TASK TO CARRY OUT: Below are some records; retype all of them exactly.

Segmentation labeling items:
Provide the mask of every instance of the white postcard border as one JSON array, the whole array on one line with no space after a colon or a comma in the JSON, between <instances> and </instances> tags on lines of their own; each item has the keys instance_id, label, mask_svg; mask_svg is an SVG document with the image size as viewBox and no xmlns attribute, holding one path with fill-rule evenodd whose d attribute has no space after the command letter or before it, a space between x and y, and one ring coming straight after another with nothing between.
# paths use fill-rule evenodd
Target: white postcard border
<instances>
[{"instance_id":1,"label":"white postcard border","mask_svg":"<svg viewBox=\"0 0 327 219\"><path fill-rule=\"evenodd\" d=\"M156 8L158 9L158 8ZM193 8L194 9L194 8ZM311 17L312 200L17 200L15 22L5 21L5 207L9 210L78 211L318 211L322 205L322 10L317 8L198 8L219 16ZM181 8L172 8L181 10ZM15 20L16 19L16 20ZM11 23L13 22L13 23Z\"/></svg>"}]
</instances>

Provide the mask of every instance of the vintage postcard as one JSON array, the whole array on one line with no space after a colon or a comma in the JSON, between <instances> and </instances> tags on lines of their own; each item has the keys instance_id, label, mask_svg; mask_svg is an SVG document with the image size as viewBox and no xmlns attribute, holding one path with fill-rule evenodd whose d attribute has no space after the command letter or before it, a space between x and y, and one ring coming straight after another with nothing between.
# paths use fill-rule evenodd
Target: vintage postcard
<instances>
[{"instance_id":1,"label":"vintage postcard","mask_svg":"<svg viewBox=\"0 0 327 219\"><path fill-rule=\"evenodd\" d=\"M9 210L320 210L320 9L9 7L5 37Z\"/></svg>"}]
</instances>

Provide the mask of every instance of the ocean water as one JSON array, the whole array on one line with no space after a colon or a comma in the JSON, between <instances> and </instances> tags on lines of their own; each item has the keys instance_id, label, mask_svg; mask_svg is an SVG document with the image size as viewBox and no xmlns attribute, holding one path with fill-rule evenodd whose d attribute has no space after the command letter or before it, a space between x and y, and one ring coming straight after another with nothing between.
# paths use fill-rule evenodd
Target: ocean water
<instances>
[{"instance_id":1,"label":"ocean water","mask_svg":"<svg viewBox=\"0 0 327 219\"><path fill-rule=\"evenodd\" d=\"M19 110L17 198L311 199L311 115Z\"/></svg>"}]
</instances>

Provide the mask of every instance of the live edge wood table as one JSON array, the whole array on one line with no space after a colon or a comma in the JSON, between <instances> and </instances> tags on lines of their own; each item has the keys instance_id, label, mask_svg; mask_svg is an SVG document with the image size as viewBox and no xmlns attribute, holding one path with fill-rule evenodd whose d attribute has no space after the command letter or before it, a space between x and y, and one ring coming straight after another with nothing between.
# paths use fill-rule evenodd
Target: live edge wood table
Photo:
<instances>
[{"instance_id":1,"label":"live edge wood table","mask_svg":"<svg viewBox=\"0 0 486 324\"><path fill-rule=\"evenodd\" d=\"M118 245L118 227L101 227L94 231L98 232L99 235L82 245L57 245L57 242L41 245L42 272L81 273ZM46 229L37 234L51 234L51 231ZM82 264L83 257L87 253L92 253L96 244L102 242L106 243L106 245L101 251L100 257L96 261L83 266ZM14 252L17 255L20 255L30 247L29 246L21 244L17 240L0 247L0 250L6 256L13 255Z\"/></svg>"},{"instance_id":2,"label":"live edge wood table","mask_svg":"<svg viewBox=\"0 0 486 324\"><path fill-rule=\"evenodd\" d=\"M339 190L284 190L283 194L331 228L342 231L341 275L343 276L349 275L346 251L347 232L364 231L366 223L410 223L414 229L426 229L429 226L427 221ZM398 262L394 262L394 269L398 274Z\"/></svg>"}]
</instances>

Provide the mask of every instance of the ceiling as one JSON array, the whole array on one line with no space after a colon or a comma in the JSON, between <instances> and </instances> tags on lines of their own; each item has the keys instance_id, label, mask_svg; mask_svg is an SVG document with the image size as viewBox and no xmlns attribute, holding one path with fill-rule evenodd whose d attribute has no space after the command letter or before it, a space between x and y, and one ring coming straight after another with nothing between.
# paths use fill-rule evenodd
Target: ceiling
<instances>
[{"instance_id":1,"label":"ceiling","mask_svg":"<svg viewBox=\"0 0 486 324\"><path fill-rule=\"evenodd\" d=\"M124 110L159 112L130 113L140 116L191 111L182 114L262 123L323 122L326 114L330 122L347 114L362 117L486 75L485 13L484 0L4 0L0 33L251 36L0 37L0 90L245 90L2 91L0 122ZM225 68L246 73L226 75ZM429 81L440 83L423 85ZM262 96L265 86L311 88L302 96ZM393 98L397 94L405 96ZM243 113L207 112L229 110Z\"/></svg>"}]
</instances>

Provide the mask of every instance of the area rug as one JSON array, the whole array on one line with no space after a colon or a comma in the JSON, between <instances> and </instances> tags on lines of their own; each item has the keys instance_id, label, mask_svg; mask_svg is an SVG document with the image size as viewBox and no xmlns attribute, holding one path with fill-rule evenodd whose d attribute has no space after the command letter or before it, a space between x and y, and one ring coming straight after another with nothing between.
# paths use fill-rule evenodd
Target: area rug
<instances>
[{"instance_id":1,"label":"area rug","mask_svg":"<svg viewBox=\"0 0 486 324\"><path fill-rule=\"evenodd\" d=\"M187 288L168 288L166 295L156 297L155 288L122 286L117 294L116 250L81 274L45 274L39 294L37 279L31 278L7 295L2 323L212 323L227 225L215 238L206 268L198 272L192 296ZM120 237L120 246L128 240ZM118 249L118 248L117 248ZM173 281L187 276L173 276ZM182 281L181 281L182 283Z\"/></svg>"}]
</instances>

REPLY TO THE EXERCISE:
Provide the mask of every instance of the white postcard border as one JSON array, the whole array on one line with no space after a colon or a comma in the JSON, between <instances> and </instances> tags on lines of their own; each item has the keys instance_id, label, mask_svg; mask_svg is an SVG document with the image size as viewBox and no xmlns attribute, holding one path with fill-rule evenodd whose d attribute has no space after the command letter or before it, a space between x and y, and one ring coming straight after another with nothing between.
# paths use fill-rule evenodd
Target: white postcard border
<instances>
[{"instance_id":1,"label":"white postcard border","mask_svg":"<svg viewBox=\"0 0 327 219\"><path fill-rule=\"evenodd\" d=\"M156 8L158 9L158 8ZM193 8L194 9L194 8ZM311 17L312 200L17 200L15 22L5 21L5 207L9 210L78 211L318 211L322 205L322 10L317 8L198 8L219 16ZM181 8L172 8L181 10ZM15 20L16 19L16 20ZM11 23L13 22L13 23Z\"/></svg>"}]
</instances>

Provide the mask of every instance of the vintage postcard as one JSON array, the whole array on one line with no space after a colon or a comma in the JSON, between <instances> and </instances> tags on lines of their own; each item has the keys instance_id, label, mask_svg; mask_svg is an SVG document with the image size as viewBox and no xmlns attribute, holding one path with fill-rule evenodd whose d attribute has no space after the command letter or before it, a space between x and y, and one ring coming straight after another with nothing between.
# paths use fill-rule evenodd
Target: vintage postcard
<instances>
[{"instance_id":1,"label":"vintage postcard","mask_svg":"<svg viewBox=\"0 0 327 219\"><path fill-rule=\"evenodd\" d=\"M9 210L320 210L320 9L9 7L5 37Z\"/></svg>"}]
</instances>

Provide the mask of every instance of the ocean water as one JSON array, the whole array on one line with no space after a colon or a comma in the JSON, between <instances> and </instances> tags on lines of their own; each item has the keys instance_id, label, mask_svg; mask_svg is an SVG document with the image size as viewBox and no xmlns attribute, holding one path with fill-rule evenodd whose d attribute has no space after the command letter or before it, a space between x and y, and one ring coming straight after another with nothing between.
# paths use fill-rule evenodd
Target: ocean water
<instances>
[{"instance_id":1,"label":"ocean water","mask_svg":"<svg viewBox=\"0 0 327 219\"><path fill-rule=\"evenodd\" d=\"M19 110L17 198L311 199L311 115Z\"/></svg>"}]
</instances>

Provide the mask of every instance of the live edge wood table as one JSON array, the whole array on one line with no space after a colon or a comma in the JSON, between <instances> and </instances> tags on lines of their own; each item has the keys instance_id, label, mask_svg; mask_svg is an SVG document with the image size as viewBox and no xmlns attribute, holding one path with fill-rule evenodd whose d attribute has no space after the command letter or before it, a space between x and y, and one ring coming straight after another with nothing between.
# paths use fill-rule evenodd
Target: live edge wood table
Photo:
<instances>
[{"instance_id":1,"label":"live edge wood table","mask_svg":"<svg viewBox=\"0 0 486 324\"><path fill-rule=\"evenodd\" d=\"M118 245L118 227L101 227L94 231L98 232L99 235L82 245L57 245L57 242L41 245L42 272L81 273ZM46 229L37 234L51 234L51 231ZM82 264L83 257L87 253L92 253L96 244L102 242L106 243L106 245L101 251L100 257L96 261L83 266ZM14 252L17 255L20 255L30 247L29 246L21 244L17 240L0 247L0 250L6 256L13 255Z\"/></svg>"},{"instance_id":2,"label":"live edge wood table","mask_svg":"<svg viewBox=\"0 0 486 324\"><path fill-rule=\"evenodd\" d=\"M339 190L284 190L283 194L331 228L342 231L341 275L343 276L349 275L346 251L347 232L364 231L366 223L410 223L414 229L426 229L429 226L427 221ZM398 262L394 262L394 269L398 274Z\"/></svg>"}]
</instances>

Provide the mask of every instance of the ceiling as one JSON array, the whole array on one line with no space after a colon or a comma in the JSON, between <instances> and </instances> tags on lines of their own; each item has the keys instance_id, label, mask_svg; mask_svg is an SVG document with the image size as viewBox and no xmlns attribute, holding one path with fill-rule evenodd whose d attribute has no space after the command letter or before it, a space between x and y, and one ring coming straight after another with nothing between.
# paths use fill-rule evenodd
Target: ceiling
<instances>
[{"instance_id":1,"label":"ceiling","mask_svg":"<svg viewBox=\"0 0 486 324\"><path fill-rule=\"evenodd\" d=\"M124 110L159 112L130 113L140 116L191 111L182 114L262 123L323 122L326 114L330 122L347 114L362 117L486 75L485 13L484 0L4 0L0 33L251 36L0 37L0 90L245 90L2 91L0 122ZM225 68L246 73L226 75ZM429 81L440 83L423 85ZM262 96L265 86L311 88L302 96ZM393 98L397 94L405 96ZM243 113L207 112L229 110Z\"/></svg>"}]
</instances>

Provide the mask of every instance of the area rug as one JSON array, the whole array on one line with no space after a colon or a comma in the JSON, between <instances> and </instances> tags on lines of their own; each item has the keys instance_id, label, mask_svg; mask_svg is an SVG document with the image size as viewBox and no xmlns attribute, holding one path with fill-rule evenodd whose d attribute has no space after the command letter or before it, a space between x and y, and one ring coming straight after another with nothing between.
# paths use fill-rule evenodd
Target: area rug
<instances>
[{"instance_id":1,"label":"area rug","mask_svg":"<svg viewBox=\"0 0 486 324\"><path fill-rule=\"evenodd\" d=\"M187 288L168 288L166 295L156 297L155 288L122 286L117 294L116 250L81 274L45 274L39 294L37 279L31 278L7 295L2 323L212 323L227 225L215 238L206 268L198 272L192 296ZM120 237L120 246L128 240ZM118 249L118 248L117 248ZM173 281L187 276L173 276ZM182 281L181 281L182 283Z\"/></svg>"}]
</instances>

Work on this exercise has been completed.